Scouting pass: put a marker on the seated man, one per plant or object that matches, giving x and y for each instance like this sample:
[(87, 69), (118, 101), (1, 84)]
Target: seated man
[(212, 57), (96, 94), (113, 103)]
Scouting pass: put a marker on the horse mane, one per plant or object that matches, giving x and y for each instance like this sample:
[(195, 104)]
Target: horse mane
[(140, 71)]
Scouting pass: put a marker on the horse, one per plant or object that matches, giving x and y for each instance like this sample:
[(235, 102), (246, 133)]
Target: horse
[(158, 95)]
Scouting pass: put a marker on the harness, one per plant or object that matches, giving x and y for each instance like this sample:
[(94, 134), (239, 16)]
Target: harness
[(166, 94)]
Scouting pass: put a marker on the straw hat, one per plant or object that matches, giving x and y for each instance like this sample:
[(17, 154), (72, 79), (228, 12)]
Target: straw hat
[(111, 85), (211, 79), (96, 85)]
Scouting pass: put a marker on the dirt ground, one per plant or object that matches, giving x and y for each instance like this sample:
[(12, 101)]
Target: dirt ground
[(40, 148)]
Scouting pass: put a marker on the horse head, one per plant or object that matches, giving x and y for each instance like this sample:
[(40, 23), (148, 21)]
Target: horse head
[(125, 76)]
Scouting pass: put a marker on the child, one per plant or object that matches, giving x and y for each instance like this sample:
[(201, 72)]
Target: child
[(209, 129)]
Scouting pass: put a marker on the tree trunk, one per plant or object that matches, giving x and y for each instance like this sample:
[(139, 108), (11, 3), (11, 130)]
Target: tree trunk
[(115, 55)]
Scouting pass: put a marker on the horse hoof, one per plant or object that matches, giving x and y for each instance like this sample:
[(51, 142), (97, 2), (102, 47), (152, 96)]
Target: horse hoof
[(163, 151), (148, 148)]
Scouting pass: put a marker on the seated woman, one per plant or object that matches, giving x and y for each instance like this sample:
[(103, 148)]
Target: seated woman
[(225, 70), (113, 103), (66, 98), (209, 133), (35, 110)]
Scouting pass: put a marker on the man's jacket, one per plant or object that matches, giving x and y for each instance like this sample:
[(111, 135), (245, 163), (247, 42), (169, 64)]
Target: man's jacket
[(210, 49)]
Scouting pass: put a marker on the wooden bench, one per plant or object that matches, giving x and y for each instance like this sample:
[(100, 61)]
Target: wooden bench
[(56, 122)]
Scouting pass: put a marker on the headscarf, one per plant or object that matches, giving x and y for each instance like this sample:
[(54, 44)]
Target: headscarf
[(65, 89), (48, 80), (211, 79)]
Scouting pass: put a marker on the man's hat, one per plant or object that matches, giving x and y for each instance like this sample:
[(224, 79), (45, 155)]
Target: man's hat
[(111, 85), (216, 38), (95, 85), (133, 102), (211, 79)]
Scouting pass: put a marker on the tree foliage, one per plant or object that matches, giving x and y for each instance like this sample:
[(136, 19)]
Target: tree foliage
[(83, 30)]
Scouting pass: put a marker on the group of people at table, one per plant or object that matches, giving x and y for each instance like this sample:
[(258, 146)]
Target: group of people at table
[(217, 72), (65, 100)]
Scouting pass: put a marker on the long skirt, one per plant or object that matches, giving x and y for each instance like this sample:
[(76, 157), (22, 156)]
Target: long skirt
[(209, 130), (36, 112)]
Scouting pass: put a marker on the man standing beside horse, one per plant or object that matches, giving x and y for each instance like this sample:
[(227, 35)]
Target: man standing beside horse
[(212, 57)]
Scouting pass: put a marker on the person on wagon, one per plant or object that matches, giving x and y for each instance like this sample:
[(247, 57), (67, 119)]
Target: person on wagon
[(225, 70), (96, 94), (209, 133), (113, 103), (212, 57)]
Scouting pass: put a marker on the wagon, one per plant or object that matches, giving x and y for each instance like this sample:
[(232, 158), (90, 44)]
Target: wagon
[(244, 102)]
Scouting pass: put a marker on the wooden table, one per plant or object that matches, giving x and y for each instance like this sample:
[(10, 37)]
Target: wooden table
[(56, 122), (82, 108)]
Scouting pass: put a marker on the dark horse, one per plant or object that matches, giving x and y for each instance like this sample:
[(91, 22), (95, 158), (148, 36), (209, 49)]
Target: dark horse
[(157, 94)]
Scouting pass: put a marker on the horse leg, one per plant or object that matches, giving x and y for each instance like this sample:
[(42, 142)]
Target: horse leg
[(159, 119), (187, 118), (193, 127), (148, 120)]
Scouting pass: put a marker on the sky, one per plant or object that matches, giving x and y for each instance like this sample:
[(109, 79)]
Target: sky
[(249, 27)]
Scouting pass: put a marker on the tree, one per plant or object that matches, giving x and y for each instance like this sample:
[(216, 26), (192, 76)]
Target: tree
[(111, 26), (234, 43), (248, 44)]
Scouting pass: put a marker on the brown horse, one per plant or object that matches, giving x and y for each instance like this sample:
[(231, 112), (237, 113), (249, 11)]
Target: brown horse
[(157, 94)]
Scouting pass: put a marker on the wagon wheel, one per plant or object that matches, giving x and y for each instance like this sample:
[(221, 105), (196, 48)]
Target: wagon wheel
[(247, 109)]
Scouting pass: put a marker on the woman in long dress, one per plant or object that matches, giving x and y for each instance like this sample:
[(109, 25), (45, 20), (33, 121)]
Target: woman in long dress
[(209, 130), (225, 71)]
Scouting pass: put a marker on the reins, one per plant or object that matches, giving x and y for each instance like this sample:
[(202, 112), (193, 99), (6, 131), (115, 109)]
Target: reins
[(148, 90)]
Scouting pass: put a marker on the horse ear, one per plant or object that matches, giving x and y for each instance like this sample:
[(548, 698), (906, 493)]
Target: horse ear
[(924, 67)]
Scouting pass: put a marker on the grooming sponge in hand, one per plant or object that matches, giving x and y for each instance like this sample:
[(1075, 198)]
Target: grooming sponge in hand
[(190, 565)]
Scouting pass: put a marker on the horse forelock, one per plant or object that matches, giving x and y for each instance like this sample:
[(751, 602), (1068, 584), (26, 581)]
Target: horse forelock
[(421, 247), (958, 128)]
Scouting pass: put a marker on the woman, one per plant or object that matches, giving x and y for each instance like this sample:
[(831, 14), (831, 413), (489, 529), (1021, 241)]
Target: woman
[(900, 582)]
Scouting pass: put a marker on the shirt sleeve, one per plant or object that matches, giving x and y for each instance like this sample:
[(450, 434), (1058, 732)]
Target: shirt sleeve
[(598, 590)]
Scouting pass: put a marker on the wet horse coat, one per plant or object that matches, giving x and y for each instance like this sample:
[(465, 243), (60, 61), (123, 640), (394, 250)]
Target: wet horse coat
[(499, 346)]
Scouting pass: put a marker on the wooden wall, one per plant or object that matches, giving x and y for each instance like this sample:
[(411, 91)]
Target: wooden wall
+ + + + +
● **TASK DIRECTIONS**
Format every line of the entries above as a numbered list, leaving out any blank lines.

● **EXERCISE RESULT**
1. Scouting pass: put a marker on the seated man, one per plant or object that matches, giving x and y for each instance like this sample:
2. [(87, 69), (118, 101), (1, 84)]
3. Target: seated man
4. [(212, 57), (96, 94), (113, 103)]
5. Scouting pass: put a marker on the horse mane, one per plant or object that matches, giving x and y for each instance like this sample:
6. [(195, 104)]
7. Target: horse mane
8. [(140, 71)]
9. Scouting pass: put a marker on the horse, one per plant or object that matches, giving x and y for each instance like this sample:
10. [(235, 102), (246, 133)]
11. Target: horse
12. [(158, 95)]
13. Scouting pass: put a marker on the harness, one per plant or object that matches, giving x and y for each instance like this sample:
14. [(94, 134), (239, 16)]
15. Target: harness
16. [(166, 94)]
17. Scouting pass: put a marker on the straw hat, one per plant or object that matches, giving x and y for each instance like this sample:
18. [(17, 154), (72, 79), (228, 12)]
19. Target: straw hat
20. [(111, 85), (211, 79), (96, 85)]
21. Scouting pass: put a marker on the dirt ground, one per plant or object that matches, giving x and y for each instance like this sample:
22. [(12, 101)]
23. Target: dirt ground
24. [(40, 148)]
25. Scouting pass: put a marker on the horse head, one per plant or object that matches, giving x and y for each instance like this sample:
26. [(40, 23), (148, 21)]
27. Target: horse head
28. [(125, 76)]
29. Scouting pass: put a marker on the child, one per plant or object that matches, giving x and y for each instance like this sample:
30. [(201, 72)]
31. Target: child
32. [(209, 129)]
33. Scouting pass: put a marker on the tree trunk, one per plant or object that matches, giving x and y for each instance like this sample:
34. [(139, 108), (11, 3), (11, 130)]
35. Target: tree trunk
36. [(115, 55)]
37. Scouting pass: put a marker on the horse hoof, one per plant or object that matches, giving x and y for each instance like this sample:
38. [(51, 142), (97, 2), (102, 47), (152, 96)]
39. Target: horse hoof
40. [(163, 151), (148, 148)]
41. Scouting pass: put a marker on the seated woman, one per plant or object that matches, giving x and y for each instance like this sample:
42. [(103, 148)]
43. Target: seated woman
44. [(225, 70), (113, 103), (66, 98), (209, 133), (35, 110)]
45. Scouting pass: put a marker on the man's jacket, one per plant or object that matches, giving x and y for each instance like this sample:
46. [(111, 135), (245, 163), (247, 42), (169, 64)]
47. Target: man's jacket
48. [(210, 49)]
49. Scouting pass: put a marker on the wooden bench, one per plant or object that matches, giving x and y for each instance like this sample:
50. [(100, 61)]
51. Target: wooden bench
52. [(56, 122)]
53. Scouting pass: put a marker on the headscarf, one per plant or object that matches, giving x and y for each instance like this sample:
54. [(54, 44)]
55. Target: headscarf
56. [(65, 89), (48, 80), (211, 79)]
57. Scouting pass: put a marker on the man's hat, one per plant or object that matches, giving x and y for each instance like this sample:
58. [(224, 79), (45, 155)]
59. Target: man's hat
60. [(111, 85), (216, 38), (95, 85), (133, 102), (211, 79)]
61. Scouting pass: put a marker on the tree foliage, one per plant or object that matches, giving x and y for each instance like this sample:
62. [(136, 19)]
63. Target: tree foliage
64. [(83, 30)]
65. Scouting pass: put a marker on the group of people at table, one per plant or object that matches, giving x and y for each instance like this sample:
66. [(258, 146)]
67. Target: group of people at table
68. [(217, 72), (65, 100)]
69. Scouting pass: put a marker on the long skirt, one per plant or object that matches, giving x and y for each instance like this sample:
70. [(76, 157), (22, 156)]
71. Target: long skirt
72. [(209, 130), (36, 112)]
73. Scouting pass: put a marker on the man standing beside horse, one per plant or object that matches, giving x and y for each instance like this sample:
74. [(227, 35)]
75. Target: man standing beside horse
76. [(212, 57)]
77. Scouting pass: put a marker on the person on wagon, one per plant or object that matches, giving x and y for each instance like this sample:
78. [(247, 57), (67, 119)]
79. Target: person on wagon
80. [(225, 70), (96, 94), (209, 133), (113, 103), (212, 57)]
81. Scouting pass: put a marker on the wagon, one per plant or object that matches, giving x and y for each instance like this sample:
82. [(232, 158), (90, 44)]
83. Target: wagon
84. [(244, 102)]
85. Scouting pass: put a marker on the wooden table, one per plant or object that matches, giving x and y for each instance like this sample:
86. [(10, 37)]
87. Target: wooden table
88. [(56, 122), (82, 108)]
89. Scouting pass: put a marker on the dark horse, one per plant or object that matches, giving x and y for each instance like this sample:
90. [(91, 22), (95, 158), (148, 36), (209, 49)]
91. Target: dark horse
92. [(157, 94)]
93. Scouting pass: put a marker on the horse leg, one per plant or object that matches, giving x and y for each instance like this sample:
94. [(42, 142)]
95. Target: horse leg
96. [(159, 119), (187, 118), (193, 127), (148, 120)]
97. Scouting pass: put a marker on the sky, one per plant or object that matches, giving x and y for each instance like this sample:
98. [(109, 79)]
99. Target: sky
100. [(249, 27)]
101. Scouting pass: put a marker on the tree, one per plant or object that matches, giving x and y for each instance like this sample:
102. [(216, 26), (192, 76)]
103. Target: tree
104. [(111, 26), (234, 43), (248, 44)]
105. Scouting pass: put a marker on the brown horse, one per plant or object that matches, giving x and y for each instance like this sample:
106. [(231, 112), (237, 113), (249, 11)]
107. Target: brown horse
108. [(157, 94)]
109. Scouting pass: put a marker on the wagon wheel, one per plant or object that matches, giving x and y for each instance like this sample:
110. [(221, 105), (196, 48)]
111. Target: wagon wheel
112. [(247, 109)]
113. Scouting pass: put a marker on the woman in long dress, one per plant or object that matches, giving x and y for each instance like this sample:
114. [(109, 25), (45, 20), (33, 121)]
115. Target: woman in long dress
116. [(209, 130), (225, 71)]
117. Scouting pass: put a marker on the reins, one per plant or object that matches, giving x and y for each instance like this sample:
118. [(202, 112), (193, 99), (6, 131), (115, 109)]
119. Target: reins
120. [(148, 90)]
121. Scouting pass: put a marker on the horse ear, one per plant or object that matches, giving x and y for each instance like this sample:
122. [(548, 698), (906, 493)]
123. Target: horse ear
124. [(924, 67)]
125. Scouting pass: put a marker on the grooming sponge in hand, one per plant or object that matches, giving x and y for each instance like this sample:
126. [(1075, 198)]
127. Target: grooming sponge in hand
128. [(190, 565)]
129. Scouting pass: put a marker on the horse forelock, one per plant or object that matches, giving x and y for each instance like this sample:
130. [(751, 602), (1068, 584), (26, 581)]
131. Target: horse forelock
132. [(421, 247), (958, 128)]
133. Scouting pass: put a marker on the woman, one per plant or object that matches, giving x and y for each instance like this sample:
134. [(831, 14), (831, 413), (489, 529), (1021, 241)]
135. Target: woman
136. [(900, 582)]
137. Scouting pass: put a marker on the shirt sleeve, one per plant or object that matches, giving x and y for each instance like this sample:
138. [(450, 434), (1058, 732)]
139. Target: shirt sleeve
140. [(598, 590)]
141. Scouting pass: put a marker on the wet horse coat, one per plant or object that matches, giving x and y for each instance like this sample:
142. [(465, 243), (60, 61), (123, 640), (394, 250)]
143. Target: wet horse coat
144. [(499, 346)]
145. Scouting pass: put a marker on the wooden wall, one per plant or object that matches, giving x and y for each instance like this sample:
146. [(411, 91)]
147. Target: wooden wall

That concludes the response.